▶ **EXCERPTED TEXT**
◆ ◆ ◆ ◆ ◆
Last week the New York Times ran an interesting article about cars fitted with the so-called starter interrupt device.
Many might know that some cars have an engine cut off switch that can be remotely operated. If someone steals your car you might be able to track it and turn the engine off if you have forward thinkingly fitted one. But they are becoming more commonly used today on cars that are sold with lease or debt payment.
And it is extremely simple, I sell you the car and as long as you repay the debt or lease charges the vehicle is yours to do what you will, and drive where you like. But if you miss a payment, I can remotely track your movement and at the moment I see fit I can block the car.
So one morning, you have not made the payment on Friday because you are on holiday, you go out to take your child to school, or the dentist, or the hospital because she is sick, and the car won’t start.
◆ ◆ ◆ ◆ ◆
▶ **DESCRIPTION OF THE TASK**
Update the passage on starter interrupt devices by rewriting the stretch from "Many might know" through "car won’t start." with "holiday" replaced by "vacation".
◆ ◆ ◆ ◆ ◆
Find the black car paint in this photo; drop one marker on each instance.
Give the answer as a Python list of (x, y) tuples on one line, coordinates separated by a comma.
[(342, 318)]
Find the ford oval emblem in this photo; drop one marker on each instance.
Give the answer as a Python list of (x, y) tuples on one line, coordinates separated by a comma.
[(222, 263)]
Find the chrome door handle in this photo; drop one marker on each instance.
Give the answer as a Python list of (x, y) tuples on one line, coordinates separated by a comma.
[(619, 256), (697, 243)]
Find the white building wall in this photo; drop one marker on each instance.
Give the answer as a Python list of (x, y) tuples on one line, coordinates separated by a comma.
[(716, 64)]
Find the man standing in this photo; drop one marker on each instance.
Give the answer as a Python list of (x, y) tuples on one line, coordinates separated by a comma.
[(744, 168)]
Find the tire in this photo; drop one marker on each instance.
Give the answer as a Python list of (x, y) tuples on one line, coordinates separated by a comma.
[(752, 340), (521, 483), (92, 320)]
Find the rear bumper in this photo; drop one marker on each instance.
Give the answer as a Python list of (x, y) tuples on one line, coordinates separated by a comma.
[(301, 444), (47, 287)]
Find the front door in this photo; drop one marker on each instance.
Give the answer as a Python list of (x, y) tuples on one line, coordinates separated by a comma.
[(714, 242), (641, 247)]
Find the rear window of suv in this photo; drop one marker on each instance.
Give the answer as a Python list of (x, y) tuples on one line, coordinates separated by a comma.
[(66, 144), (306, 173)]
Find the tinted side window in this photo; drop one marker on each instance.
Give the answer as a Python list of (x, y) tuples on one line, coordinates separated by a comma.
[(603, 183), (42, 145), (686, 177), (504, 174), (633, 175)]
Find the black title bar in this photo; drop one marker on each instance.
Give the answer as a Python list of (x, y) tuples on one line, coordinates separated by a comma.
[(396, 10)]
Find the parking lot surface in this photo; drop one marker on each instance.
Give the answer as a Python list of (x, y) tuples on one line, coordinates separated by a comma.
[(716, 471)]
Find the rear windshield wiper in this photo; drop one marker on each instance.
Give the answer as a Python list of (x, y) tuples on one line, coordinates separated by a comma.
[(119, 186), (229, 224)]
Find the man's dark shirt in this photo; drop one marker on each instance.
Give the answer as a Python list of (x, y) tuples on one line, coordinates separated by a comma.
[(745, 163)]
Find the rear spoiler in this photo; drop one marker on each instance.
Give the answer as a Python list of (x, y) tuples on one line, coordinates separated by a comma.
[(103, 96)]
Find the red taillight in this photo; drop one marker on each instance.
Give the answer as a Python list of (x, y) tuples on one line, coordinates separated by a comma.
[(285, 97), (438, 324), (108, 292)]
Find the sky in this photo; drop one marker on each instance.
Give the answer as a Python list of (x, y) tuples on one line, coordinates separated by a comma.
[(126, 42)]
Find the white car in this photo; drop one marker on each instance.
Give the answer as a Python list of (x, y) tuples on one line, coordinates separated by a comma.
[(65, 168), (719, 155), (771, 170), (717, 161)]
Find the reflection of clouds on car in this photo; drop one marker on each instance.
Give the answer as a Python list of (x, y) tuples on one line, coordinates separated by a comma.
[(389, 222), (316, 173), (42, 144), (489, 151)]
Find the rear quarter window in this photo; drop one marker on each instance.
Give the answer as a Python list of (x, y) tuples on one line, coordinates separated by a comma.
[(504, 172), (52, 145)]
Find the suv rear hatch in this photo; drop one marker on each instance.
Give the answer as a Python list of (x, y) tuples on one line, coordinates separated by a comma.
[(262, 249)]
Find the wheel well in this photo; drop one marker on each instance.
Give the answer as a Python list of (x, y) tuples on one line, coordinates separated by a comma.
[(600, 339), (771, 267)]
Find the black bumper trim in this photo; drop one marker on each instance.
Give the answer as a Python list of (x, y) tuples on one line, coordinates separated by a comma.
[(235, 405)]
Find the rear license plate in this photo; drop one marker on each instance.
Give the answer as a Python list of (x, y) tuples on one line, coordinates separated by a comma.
◆ ◆ ◆ ◆ ◆
▶ **RESULT OF THIS EXERCISE**
Many might know that some cars have an engine cut off switch that can be remotely operated. If someone steals your car you might be able to track it and turn the engine off if you have forward thinkingly fitted one. But they are becoming more commonly used today on cars that are sold with lease or debt payment.
And it is extremely simple, I sell you the car and as long as you repay the debt or lease charges the vehicle is yours to do what you will, and drive where you like. But if you miss a payment, I can remotely track your movement and at the moment I see fit I can block the car.
So one morning, you have not made the payment on Friday because you are on vacation, you go out to take your child to school, or the dentist, or the hospital because she is sick, and the car won’t start.